* Task *
Print out the entries, word for word.

* Input for this task *
▼
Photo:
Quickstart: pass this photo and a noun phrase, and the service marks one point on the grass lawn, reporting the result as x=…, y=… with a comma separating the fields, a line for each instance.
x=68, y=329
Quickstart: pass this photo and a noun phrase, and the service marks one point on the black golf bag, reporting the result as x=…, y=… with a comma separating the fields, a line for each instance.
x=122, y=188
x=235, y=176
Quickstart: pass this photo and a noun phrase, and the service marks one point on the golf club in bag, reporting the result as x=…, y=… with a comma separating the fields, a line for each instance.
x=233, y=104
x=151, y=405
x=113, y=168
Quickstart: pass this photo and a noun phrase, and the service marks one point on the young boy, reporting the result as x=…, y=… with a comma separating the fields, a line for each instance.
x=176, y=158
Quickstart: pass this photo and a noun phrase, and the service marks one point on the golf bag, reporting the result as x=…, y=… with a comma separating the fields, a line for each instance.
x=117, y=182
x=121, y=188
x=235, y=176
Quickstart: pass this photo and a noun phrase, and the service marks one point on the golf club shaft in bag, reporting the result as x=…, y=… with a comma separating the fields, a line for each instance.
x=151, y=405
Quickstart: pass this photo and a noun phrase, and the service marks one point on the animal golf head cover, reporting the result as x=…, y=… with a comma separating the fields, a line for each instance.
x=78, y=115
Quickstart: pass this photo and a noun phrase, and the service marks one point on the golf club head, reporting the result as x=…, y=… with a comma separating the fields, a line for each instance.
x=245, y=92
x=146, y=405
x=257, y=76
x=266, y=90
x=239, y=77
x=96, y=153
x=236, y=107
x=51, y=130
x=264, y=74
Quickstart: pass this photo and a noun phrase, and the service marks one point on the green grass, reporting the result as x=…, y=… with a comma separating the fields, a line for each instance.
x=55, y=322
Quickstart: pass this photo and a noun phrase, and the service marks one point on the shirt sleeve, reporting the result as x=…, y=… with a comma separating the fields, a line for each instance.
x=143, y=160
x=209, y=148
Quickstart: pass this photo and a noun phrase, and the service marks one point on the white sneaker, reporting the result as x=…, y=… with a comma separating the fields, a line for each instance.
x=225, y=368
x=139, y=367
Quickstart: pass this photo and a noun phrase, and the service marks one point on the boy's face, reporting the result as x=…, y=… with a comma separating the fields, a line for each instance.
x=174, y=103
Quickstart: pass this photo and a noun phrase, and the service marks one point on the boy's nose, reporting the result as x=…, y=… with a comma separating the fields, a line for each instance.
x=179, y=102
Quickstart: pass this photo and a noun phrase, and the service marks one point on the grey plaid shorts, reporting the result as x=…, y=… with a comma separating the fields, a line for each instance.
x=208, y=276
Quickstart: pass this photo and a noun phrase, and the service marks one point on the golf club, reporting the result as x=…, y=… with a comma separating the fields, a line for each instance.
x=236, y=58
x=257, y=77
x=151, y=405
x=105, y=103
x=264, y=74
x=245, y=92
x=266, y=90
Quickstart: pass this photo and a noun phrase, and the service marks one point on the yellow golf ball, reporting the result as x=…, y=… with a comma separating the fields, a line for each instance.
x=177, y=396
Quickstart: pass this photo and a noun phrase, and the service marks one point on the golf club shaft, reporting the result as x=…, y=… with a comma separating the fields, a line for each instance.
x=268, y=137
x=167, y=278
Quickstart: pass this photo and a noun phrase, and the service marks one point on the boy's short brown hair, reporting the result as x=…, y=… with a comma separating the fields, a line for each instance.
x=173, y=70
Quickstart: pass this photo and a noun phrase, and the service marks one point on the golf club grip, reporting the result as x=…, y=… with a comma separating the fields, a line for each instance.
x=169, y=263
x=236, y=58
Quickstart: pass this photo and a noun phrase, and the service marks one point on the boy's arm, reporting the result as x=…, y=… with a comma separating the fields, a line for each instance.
▲
* Task solution *
Photo:
Quickstart: pass this photo and a noun phrase, and the service marks one point on the grass lawn, reporting the result as x=…, y=… with a comma separating the fields, a line for each instance.
x=68, y=329
Quickstart: pass this photo and a noun phrase, and the service marks one point on the black golf bag, reporting the result as x=…, y=… with a comma separating the fields, a line for each instance.
x=122, y=188
x=235, y=176
Quickstart: pass this photo and a noun phrase, and the service marks one point on the golf club in bag, reporting the result as x=…, y=… with a comma separating the fields, a line for each instance.
x=233, y=104
x=151, y=405
x=113, y=168
Quickstart: pass this photo and a noun phrase, and the service marks one point on the young boy, reporting the result as x=…, y=… with a comma separating the fields, a line for each instance.
x=176, y=158
Quickstart: pass this photo and a noun phrase, and the service marks one point on the golf bag, reporting the result as x=…, y=… with a comma separating the fields, a line for each instance.
x=117, y=182
x=121, y=188
x=235, y=176
Quickstart: pass this photo and a noun phrase, and the service marks one point on the golf club shaft in bag, reporting the result as x=…, y=… with a comma separating the fields, a line for each instance.
x=151, y=405
Quickstart: pass this photo and a noun phrase, and the service marks one point on the animal golf head cover, reporting the result as x=…, y=… with a comma separating the fields, a line for each instance.
x=78, y=115
Quickstart: pass this photo and a noun phrase, and the service marks one point on the golf club head, reporting the result as x=…, y=… with a comma separating the fields, a line for each instance.
x=245, y=92
x=146, y=405
x=257, y=76
x=266, y=90
x=239, y=77
x=96, y=153
x=236, y=107
x=51, y=130
x=264, y=74
Quickstart: pass this photo and a noun phrase, and the service marks one point on the green grass, reporting the result as x=…, y=… with a comma separating the fields, a line for each instance.
x=55, y=322
Quickstart: pass this photo and a noun phrase, and the service marks one point on the shirt sleeve, reporting the result as x=…, y=… with a comma separating the fields, a line for each instance.
x=143, y=160
x=209, y=148
Quickstart: pass this photo and a noun phrase, and the service marks one point on the white sneaker, reporting the result as x=…, y=… with a comma separating the fields, a line for each instance.
x=225, y=368
x=139, y=367
Quickstart: pass this photo and a noun phrase, and the service marks one point on the boy's face, reporting the result as x=…, y=… with a comma separating the fields, a line for each instance.
x=174, y=103
Quickstart: pass this photo and a noun phrase, and the service marks one point on the boy's nose, reporting the result as x=…, y=… with a comma separating the fields, a line for each instance.
x=179, y=102
Quickstart: pass this photo and a noun phrase, and the service marks one point on the grey plaid shorts, reporting the result as x=…, y=… with a comma separating the fields, a line for each instance.
x=208, y=276
Quickstart: pass this photo and a noun phrase, and the service marks one point on the golf club, reporting the result as x=…, y=… with a comma separating the fields, a line for each instance.
x=236, y=58
x=257, y=77
x=151, y=405
x=105, y=103
x=264, y=74
x=245, y=92
x=266, y=90
Quickstart: pass this photo and a noun phrase, and the service marks one point on the yellow golf ball, reporting the result as x=…, y=… with a comma separating the fields, a line for each instance.
x=177, y=396
Quickstart: pass this photo and a noun phrase, and the service marks one point on the golf club shaft, reporting the result as x=…, y=… with a comma separating the fields, a line for each instance.
x=268, y=137
x=167, y=278
Quickstart: pass this photo and a noun phrase, and the service marks one point on the boy's short brown hair, reporting the result as x=…, y=… with a comma separating the fields, a line for each instance.
x=173, y=70
Quickstart: pass this photo and a noun phrase, and the service marks one point on the golf club grip, reporting the result as x=…, y=… with a comma separating the fields, a line for each instance.
x=169, y=263
x=236, y=58
Quickstart: pass this photo and a noun phrase, and the service marks one point on the boy's arm, reporting the result as x=…, y=… with a comma separating the fields, a line for each instance.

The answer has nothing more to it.